[Dataset items]
--- START ---
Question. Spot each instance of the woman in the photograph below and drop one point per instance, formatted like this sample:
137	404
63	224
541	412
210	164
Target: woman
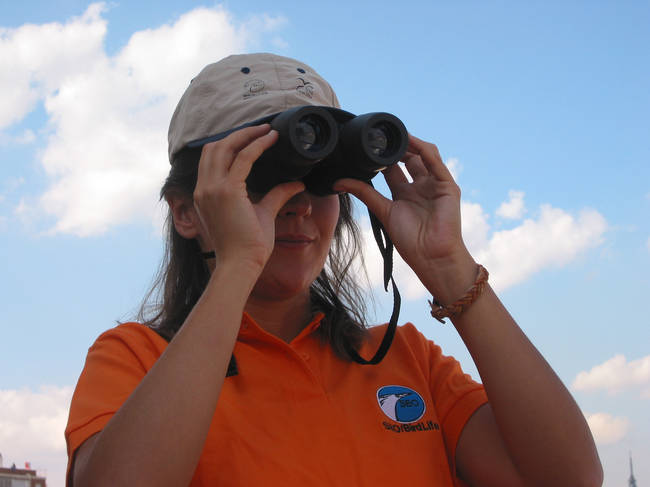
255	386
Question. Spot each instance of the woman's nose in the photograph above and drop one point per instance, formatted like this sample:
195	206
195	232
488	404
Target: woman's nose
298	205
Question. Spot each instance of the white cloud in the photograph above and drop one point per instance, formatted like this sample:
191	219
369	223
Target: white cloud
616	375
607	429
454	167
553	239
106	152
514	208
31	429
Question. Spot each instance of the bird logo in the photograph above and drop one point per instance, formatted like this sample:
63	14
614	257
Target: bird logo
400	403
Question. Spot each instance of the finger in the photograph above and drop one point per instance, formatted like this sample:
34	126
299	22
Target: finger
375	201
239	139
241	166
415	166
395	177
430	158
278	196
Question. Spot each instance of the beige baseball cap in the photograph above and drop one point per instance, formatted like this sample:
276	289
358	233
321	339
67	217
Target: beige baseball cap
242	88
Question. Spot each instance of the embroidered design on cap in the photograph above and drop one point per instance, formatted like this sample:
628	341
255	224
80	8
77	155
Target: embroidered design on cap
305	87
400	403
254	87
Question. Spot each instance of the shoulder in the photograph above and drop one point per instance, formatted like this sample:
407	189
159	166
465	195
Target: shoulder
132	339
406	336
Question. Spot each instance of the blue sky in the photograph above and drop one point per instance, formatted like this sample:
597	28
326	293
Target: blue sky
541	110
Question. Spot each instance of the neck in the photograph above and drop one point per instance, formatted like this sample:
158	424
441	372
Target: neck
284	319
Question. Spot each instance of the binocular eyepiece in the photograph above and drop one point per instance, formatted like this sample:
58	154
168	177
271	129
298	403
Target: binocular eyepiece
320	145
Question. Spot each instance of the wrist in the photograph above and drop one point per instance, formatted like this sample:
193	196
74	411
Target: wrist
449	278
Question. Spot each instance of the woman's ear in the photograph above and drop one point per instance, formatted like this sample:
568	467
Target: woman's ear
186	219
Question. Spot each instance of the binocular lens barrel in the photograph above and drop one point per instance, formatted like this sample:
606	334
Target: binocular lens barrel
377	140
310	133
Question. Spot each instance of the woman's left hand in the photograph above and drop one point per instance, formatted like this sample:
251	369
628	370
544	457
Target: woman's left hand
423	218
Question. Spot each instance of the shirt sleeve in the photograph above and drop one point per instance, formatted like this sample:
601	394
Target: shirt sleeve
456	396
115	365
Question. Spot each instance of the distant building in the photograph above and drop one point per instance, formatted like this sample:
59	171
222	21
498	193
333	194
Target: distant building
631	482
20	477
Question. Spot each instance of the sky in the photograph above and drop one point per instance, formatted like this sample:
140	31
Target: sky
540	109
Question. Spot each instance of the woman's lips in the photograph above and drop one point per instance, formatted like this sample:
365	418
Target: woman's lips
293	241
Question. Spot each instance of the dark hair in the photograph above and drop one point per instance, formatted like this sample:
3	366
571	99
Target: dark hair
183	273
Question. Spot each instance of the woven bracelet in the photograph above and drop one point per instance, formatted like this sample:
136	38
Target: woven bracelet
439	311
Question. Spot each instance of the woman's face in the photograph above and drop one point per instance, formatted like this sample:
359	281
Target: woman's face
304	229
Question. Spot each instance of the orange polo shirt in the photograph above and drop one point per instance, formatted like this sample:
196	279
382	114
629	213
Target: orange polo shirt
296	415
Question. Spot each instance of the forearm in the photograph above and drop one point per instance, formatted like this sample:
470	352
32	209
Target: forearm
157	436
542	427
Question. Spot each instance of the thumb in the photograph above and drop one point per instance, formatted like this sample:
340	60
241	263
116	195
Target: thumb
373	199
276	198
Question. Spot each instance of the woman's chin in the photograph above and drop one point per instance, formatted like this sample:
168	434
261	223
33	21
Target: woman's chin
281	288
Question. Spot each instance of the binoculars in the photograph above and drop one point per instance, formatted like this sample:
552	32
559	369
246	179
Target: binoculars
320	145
--- END ---
> [WORK REQUEST]
Repeat the data exactly as written, but without the pictures.

> [REPLY]
Question. Spot each instance of the woman in the photograph below and drop one point per instance, formatted like this sample:
137	404
63	224
541	412
210	164
Target: woman
255	386
Question. Spot each instance of the woman's nose in the photograph above and drop one point per instance, formatted like this sample:
195	206
195	232
488	404
Target: woman's nose
298	205
Question. Spot each instance of the white cloud in the photograph above and drop one point per instance, formatted like this sample:
191	219
369	223
Target: white cloud
616	375
607	429
454	167
553	239
106	152
514	208
31	429
Question. Spot each instance of the bird logo in the photograph above and drop one point per instance, formatted like this sample:
63	14
614	257
Target: bird logo
400	403
Question. Spot each instance of the finger in the photograph above and drop one point per instance, formatted like this sample:
34	126
299	22
Target: finger
375	201
239	139
241	166
415	166
395	177
430	158
278	196
Question. Spot each instance of the beige baseball cap in the photograph above and drop one point per instance, formatted like this sample:
276	289
358	233
321	339
67	217
Target: beige baseball cap
242	88
Question. Spot each instance of the embroidered design on cap in the photograph above and drop one point per instance, formatted like this sample:
628	341
255	224
80	8
77	155
Target: embroidered design on cap
305	87
400	403
254	87
Question. Spot each instance of the shoulder in the photograph above and drop one point per instance, formatted like this sample:
407	189
159	166
465	195
Target: shoulder
132	339
406	336
Question. Spot each instance of the blue sky in the photograph above and drop one point per instance, formatted like this sample:
597	28
326	293
Target: blue sky
541	110
Question. Spot each instance of the neck in the photograph above and drop one point per instance, formatted like this sample:
158	424
441	372
Target: neck
284	319
Question. Spot each instance of the binocular eyepiece in the photograph above and drop one point per instance, formatted like this sample:
58	154
168	177
271	129
298	403
Target: binocular eyepiece
320	145
Question. Spot each instance of the wrist in the photograph above and drop one point per instance, formatted like this sample:
193	196
74	411
Target: wrist
449	278
Question. Spot each instance of the woman's ear in the photograph above and drop one point per instance, formatted like this sample:
568	467
Target: woman's ear
186	219
Question. Spot each instance of the binocular lens barrel in the photograph above and drop one point per instance, formatted like this sample:
606	334
Target: binocular lens barrel
377	140
310	133
Question. Spot each instance of the woman's left hand in the photograph above and drop one point per instance, formatted like this sample:
251	369
628	370
544	457
Target: woman's left hand
423	218
Question. Spot each instance of the shirt sleeve in the photograph above and drop one point per instance, formatted like this sample:
601	394
Target: shirt sleeve
456	396
115	365
Question. Spot each instance of the distant building in the photograph above and drop one point per instance, formatted like this sample:
59	171
222	21
498	193
333	194
Target: distant building
631	482
20	477
Question. Spot each instance of the sky in the photograph above and drop one point per instance, formatted like this sample:
140	31
Target: sky
540	109
Question. Spot each instance of the woman's lips in the photograph above and drop one point per instance, formatted like this sample:
365	418
Target: woman's lips
293	241
Question. Spot each instance of the dark hair in the photograph above and drop one point per instance, formatted like this sample:
3	366
571	99
Target: dark hair
183	273
Question. Spot each instance of the woven bracelet in the photograph above and drop one point per instance, formatted like this sample:
136	38
Target: woven bracelet
439	311
Question. Spot each instance of the woman's face in the photograph above and drop one point per instance, formatted like this sample:
359	281
Target: woman's face
304	229
Question. Spot each instance of the orange polo shirt in the photograph above and drop one point per instance, formatted like this sample:
196	279
382	114
629	213
Target: orange polo shirt
296	415
Question. Spot each instance of the forearm in the photograph above and drop one point per instance, formatted like this sample:
470	352
32	209
Target: forearm
157	436
542	427
Question. Spot each instance of the thumb in the photograph above and drop one point per instance, formatted like this sample:
340	60
241	263
116	195
Target: thumb
373	199
276	198
Question. Spot each instance of the woman's chin in the photograph above and drop one point per instance, formatted like this sample:
168	434
261	223
33	21
Target: woman's chin
281	288
Question. Spot each instance of the binoculars in the photograph above and drop one point per instance, formatted like this sample:
552	32
559	369
246	179
Target: binoculars
320	145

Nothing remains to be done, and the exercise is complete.